== Segment start ==

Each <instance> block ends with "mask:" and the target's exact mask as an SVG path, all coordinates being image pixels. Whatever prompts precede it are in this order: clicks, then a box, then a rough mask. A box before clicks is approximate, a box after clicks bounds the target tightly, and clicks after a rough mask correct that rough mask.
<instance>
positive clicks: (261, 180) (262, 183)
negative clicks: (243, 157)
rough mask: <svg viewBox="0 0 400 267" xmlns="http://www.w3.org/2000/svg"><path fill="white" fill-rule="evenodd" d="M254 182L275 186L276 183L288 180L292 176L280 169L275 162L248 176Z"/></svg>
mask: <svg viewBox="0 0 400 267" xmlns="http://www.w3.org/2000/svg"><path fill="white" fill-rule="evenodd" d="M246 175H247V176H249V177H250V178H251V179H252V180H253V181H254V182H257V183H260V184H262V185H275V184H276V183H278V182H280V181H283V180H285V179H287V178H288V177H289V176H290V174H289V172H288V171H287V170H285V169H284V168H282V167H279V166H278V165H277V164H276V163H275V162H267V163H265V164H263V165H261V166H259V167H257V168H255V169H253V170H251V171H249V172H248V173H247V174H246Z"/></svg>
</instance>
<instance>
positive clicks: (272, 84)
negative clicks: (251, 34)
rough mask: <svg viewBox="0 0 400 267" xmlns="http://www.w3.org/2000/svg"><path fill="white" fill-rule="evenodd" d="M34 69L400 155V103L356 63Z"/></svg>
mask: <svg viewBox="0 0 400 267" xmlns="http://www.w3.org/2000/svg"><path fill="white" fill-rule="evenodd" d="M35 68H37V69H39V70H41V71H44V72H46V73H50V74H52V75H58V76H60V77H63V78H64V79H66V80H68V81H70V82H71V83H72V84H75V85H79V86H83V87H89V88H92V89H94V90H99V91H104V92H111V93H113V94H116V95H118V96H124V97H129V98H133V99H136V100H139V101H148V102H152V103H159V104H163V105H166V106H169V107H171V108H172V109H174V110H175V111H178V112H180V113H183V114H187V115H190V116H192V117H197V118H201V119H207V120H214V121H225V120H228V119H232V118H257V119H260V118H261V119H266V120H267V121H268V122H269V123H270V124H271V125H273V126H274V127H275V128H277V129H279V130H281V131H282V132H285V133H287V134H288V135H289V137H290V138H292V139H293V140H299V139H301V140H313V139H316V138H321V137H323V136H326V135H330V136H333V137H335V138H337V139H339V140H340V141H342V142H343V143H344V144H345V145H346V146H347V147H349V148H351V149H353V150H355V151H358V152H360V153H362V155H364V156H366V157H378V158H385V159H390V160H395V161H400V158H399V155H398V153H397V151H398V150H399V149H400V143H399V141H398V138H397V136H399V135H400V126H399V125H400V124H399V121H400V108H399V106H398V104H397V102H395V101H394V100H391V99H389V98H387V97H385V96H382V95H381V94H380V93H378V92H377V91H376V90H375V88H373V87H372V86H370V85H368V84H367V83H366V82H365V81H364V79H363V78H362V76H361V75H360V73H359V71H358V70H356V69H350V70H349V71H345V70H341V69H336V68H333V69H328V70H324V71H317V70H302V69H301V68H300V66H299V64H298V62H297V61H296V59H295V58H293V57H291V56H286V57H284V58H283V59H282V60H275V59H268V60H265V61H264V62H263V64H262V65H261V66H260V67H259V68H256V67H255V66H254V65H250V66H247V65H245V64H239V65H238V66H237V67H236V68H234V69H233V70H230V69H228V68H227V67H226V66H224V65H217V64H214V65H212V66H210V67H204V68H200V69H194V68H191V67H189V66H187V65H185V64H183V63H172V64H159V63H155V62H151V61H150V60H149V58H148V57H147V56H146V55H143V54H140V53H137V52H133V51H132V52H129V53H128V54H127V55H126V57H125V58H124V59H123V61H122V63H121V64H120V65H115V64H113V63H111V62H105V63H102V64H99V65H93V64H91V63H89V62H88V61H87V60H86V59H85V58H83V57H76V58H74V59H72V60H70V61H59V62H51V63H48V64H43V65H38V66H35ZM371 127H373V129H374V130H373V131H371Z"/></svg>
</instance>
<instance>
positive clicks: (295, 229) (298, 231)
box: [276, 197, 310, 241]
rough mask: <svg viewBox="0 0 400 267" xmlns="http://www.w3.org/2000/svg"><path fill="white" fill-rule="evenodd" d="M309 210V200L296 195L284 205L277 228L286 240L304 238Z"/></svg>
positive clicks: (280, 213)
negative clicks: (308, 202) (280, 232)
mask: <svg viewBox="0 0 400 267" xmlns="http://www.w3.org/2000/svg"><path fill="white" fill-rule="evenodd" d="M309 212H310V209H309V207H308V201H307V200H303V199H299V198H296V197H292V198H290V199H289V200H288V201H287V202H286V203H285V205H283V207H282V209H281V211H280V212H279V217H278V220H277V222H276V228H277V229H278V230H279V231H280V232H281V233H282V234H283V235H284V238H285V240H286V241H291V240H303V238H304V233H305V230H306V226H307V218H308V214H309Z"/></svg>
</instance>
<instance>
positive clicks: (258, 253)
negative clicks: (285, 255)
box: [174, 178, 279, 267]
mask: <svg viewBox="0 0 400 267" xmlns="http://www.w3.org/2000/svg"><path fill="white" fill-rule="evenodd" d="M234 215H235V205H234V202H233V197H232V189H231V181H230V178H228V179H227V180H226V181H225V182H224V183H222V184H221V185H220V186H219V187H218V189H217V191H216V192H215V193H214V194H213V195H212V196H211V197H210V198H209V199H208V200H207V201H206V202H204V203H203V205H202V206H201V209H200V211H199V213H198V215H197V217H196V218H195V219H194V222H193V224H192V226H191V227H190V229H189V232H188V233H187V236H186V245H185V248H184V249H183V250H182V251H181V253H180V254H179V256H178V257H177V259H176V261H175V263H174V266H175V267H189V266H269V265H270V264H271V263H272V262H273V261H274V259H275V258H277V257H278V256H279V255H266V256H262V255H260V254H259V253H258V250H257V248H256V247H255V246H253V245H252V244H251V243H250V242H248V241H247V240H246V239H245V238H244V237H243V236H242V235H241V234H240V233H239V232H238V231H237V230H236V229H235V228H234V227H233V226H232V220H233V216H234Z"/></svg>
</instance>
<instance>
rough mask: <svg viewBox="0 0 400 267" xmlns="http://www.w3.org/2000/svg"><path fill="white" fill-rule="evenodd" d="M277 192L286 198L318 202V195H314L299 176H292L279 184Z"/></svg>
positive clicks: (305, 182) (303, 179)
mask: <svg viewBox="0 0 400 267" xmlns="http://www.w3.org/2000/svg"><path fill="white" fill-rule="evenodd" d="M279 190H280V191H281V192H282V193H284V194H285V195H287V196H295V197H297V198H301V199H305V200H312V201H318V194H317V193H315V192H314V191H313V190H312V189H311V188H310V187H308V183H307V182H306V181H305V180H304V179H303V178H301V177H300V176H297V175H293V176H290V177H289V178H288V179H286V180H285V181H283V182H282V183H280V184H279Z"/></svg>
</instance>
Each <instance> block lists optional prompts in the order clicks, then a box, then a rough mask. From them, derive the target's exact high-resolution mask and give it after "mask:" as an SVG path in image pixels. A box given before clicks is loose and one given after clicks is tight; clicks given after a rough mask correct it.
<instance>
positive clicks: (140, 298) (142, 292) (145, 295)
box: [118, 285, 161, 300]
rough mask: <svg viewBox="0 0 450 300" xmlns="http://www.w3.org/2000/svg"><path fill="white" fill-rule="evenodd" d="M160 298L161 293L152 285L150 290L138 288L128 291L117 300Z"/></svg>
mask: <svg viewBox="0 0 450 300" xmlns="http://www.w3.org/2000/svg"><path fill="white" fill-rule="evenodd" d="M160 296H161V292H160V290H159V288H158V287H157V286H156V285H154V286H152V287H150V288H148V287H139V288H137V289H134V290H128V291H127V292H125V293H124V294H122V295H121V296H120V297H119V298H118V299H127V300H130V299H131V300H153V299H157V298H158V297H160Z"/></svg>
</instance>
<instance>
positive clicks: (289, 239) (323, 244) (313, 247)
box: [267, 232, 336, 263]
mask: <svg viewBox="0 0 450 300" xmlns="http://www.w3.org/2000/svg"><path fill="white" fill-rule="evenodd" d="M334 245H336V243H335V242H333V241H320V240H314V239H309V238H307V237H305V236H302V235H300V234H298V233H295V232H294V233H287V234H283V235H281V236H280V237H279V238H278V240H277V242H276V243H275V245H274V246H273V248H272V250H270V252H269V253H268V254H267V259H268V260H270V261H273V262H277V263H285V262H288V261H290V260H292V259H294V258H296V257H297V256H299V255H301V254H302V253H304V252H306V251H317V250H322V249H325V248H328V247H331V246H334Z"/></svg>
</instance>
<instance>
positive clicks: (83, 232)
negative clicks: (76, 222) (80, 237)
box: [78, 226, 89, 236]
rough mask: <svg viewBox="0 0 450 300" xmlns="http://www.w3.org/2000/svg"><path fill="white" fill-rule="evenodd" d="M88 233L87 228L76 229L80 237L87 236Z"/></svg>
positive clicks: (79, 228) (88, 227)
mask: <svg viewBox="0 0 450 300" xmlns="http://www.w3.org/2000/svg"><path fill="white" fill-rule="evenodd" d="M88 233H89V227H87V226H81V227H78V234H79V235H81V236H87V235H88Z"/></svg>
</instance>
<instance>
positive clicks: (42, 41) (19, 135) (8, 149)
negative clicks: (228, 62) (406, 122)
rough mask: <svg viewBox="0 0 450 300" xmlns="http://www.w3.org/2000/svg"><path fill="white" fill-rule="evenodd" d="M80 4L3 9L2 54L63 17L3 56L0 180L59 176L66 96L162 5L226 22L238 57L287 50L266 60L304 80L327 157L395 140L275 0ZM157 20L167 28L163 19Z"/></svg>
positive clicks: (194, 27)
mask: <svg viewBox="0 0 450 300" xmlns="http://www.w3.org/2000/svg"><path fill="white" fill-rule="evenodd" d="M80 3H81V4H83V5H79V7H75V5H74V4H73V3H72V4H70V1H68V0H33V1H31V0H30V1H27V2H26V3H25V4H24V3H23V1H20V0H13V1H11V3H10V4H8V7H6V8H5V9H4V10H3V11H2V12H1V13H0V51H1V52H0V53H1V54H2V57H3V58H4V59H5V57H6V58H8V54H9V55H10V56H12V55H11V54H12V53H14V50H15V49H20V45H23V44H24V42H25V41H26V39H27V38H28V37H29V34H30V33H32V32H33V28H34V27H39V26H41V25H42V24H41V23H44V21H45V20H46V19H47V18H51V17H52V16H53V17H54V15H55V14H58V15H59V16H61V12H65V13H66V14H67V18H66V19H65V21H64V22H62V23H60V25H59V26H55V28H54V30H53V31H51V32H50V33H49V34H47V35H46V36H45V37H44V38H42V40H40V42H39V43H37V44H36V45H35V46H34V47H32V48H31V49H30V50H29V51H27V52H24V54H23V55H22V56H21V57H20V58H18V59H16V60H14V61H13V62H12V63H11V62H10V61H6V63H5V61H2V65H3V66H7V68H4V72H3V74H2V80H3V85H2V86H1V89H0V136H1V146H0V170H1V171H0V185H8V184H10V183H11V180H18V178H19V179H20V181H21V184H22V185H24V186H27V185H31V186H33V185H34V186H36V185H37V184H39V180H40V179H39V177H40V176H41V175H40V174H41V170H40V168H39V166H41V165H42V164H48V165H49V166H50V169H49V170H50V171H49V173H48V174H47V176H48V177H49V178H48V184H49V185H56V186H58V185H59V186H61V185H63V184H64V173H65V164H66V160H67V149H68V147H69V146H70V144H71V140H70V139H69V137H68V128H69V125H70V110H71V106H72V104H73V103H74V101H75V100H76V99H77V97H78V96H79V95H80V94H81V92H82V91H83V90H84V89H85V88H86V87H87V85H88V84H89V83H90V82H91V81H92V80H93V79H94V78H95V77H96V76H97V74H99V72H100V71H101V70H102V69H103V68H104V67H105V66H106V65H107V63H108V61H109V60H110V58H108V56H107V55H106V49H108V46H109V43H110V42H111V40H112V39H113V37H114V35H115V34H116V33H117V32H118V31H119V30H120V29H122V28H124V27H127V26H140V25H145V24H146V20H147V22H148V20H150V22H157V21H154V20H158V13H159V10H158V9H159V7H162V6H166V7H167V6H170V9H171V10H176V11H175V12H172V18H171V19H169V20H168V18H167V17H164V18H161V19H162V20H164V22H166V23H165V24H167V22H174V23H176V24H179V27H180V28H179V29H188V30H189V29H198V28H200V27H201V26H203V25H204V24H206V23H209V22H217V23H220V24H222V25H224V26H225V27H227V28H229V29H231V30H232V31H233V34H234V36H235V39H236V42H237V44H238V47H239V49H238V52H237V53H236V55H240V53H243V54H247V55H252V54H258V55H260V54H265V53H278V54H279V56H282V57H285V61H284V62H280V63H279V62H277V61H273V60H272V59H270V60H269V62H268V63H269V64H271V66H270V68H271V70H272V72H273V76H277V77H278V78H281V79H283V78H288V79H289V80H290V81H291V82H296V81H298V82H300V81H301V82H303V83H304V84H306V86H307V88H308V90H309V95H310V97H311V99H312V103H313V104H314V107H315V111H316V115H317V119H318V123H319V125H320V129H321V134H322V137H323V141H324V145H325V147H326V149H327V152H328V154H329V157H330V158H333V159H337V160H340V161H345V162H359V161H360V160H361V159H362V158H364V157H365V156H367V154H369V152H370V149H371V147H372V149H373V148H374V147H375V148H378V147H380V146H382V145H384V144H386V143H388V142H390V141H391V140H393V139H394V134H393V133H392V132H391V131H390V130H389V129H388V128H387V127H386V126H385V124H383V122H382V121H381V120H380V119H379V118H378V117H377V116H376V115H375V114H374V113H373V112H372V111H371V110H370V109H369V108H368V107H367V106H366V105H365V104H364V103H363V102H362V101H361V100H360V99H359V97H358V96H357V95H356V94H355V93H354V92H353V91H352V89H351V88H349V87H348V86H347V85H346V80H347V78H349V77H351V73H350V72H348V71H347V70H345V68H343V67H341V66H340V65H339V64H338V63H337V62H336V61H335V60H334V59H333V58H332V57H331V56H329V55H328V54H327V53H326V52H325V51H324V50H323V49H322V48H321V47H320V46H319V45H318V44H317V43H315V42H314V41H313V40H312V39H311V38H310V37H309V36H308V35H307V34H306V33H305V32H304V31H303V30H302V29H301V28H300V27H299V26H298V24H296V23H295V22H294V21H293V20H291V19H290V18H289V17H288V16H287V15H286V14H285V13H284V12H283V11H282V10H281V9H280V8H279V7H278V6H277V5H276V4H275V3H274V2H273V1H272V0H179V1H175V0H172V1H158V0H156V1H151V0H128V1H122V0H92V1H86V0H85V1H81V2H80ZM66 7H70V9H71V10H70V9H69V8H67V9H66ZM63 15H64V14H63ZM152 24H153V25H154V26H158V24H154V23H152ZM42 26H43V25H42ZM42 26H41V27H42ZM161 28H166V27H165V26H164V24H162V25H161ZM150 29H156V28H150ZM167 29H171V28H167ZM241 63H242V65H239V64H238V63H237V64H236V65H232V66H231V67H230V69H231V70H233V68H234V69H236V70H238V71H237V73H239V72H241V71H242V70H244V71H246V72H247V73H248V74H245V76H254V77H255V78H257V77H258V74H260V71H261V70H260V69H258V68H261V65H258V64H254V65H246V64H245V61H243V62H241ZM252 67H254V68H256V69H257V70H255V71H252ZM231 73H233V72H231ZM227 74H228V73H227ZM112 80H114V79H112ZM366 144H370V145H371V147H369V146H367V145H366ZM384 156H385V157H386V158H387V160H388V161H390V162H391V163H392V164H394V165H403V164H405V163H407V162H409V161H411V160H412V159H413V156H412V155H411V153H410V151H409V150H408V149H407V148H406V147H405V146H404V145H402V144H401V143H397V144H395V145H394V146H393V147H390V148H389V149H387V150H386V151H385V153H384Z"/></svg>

== Segment end ==

## Your objective
Switch "rough mask" to "draft mask" in the stretch from the start of the entries through the line containing "negative clicks: (243, 157)", changing nothing else, and give back only those lines.

## Exercise solution
Each <instance> block ends with "mask:" and the target's exact mask as an SVG path, all coordinates being image pixels. Whatever prompts precede it are in this order: clicks, then a box, then a draft mask. A box before clicks is approximate, a box after clicks bounds the target tightly, and clicks after a draft mask correct that draft mask.
<instance>
positive clicks: (261, 180) (262, 183)
negative clicks: (243, 157)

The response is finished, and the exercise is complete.